··· GECITEERDE PASSAGE
Op een keer hielp Jezus Petrus bijvoorbeeld om zich bewust te worden van een zwakte die later inderdaad een struikelblok werd. Jezus wist dat Petrus van hem hield. In feite had Jezus net „de sleutels van het koninkrijk der hemelen” aan Petrus toevertrouwd (Mattheüs 16:13-19). Maar Jezus wist ook dat Satan het oog op de apostelen had laten vallen. Tijdens de daaropvolgende dagen zouden ze onder enorme druk komen te staan om te schipperen. Jezus merkte klaarblijkelijk dat sommigen van zijn discipelen zwakheden in hun geloof hadden. Daarom aarzelde hij niet hun erop te wijzen waaraan ze moesten werken. Kijk eens hoe hij de kwestie ter sprake bracht.
······
··· LIJST
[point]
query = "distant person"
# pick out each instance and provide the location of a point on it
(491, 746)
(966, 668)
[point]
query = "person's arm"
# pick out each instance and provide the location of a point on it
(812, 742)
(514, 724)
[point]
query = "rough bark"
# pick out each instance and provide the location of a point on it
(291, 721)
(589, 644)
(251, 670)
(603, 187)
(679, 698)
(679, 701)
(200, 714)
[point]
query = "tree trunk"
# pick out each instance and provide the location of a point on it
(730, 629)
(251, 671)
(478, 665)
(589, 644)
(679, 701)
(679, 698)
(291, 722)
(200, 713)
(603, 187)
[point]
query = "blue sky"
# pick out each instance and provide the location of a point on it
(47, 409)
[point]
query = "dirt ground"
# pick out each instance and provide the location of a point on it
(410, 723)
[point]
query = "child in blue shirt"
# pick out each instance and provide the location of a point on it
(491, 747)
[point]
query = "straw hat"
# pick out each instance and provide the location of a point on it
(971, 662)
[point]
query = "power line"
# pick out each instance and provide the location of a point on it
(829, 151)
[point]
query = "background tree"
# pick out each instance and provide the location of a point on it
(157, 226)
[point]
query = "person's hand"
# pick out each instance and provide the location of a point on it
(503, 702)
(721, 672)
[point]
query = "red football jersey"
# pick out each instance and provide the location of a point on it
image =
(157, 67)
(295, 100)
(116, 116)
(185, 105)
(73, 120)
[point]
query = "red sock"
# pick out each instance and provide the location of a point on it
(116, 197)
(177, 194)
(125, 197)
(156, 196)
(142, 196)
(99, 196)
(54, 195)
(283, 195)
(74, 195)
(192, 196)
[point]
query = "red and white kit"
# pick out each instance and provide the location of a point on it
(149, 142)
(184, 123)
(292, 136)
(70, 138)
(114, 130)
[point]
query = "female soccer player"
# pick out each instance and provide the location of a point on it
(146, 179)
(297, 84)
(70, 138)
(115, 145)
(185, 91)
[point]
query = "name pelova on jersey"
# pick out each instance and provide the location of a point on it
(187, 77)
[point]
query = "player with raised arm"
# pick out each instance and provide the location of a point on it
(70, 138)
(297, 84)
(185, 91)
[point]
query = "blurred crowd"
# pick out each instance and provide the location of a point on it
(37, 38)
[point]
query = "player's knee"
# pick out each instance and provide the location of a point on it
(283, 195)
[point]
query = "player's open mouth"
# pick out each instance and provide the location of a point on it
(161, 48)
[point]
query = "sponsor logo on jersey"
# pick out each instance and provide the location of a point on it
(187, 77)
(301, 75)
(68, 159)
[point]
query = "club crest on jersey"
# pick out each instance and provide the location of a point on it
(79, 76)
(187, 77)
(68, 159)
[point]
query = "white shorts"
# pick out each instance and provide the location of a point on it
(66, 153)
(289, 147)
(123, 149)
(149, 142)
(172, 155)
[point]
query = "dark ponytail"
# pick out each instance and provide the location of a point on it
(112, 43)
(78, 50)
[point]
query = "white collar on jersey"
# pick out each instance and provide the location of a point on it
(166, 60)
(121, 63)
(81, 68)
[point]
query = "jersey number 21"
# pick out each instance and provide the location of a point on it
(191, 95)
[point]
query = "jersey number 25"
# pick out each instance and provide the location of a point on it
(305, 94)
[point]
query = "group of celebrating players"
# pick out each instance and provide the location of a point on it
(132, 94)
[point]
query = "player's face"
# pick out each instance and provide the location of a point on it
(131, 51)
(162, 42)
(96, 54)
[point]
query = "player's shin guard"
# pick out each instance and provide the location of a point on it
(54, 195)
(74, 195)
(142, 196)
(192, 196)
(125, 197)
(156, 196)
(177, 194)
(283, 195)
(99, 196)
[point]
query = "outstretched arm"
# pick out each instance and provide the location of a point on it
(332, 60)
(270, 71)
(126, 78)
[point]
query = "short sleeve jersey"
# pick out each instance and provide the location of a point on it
······
Geef het vervolg van de passage over Jezus en Petrus, te beginnen na de laatste zin. De lijst is afzonderlijk materiaal en staat los van de passage over Jezus en Petrus.

Mattheüs 16:21 zegt: ’Van die tijd af begon Jezus Christus zijn discipelen duidelijk te maken dat hij zou moeten lijden en gedood zou worden.’ Merk op dat Jezus hun duidelijk maakte, niet gewoon vertelde, wat er met hem zou gebeuren. Hoogstwaarschijnlijk gebruikte hij bijbelteksten, zoals Psalm 22:14-18 of Jesaja 53:10-12, die te kennen geven dat de Messias zou moeten lijden en sterven. Of Jezus de schriftplaatsen nu voorlas of rechtstreeks uit de Schrift citeerde, hij gaf Petrus en de anderen een kans om vanuit hun hart te reageren. Hoe zouden ze op het vooruitzicht van vervolging reageren?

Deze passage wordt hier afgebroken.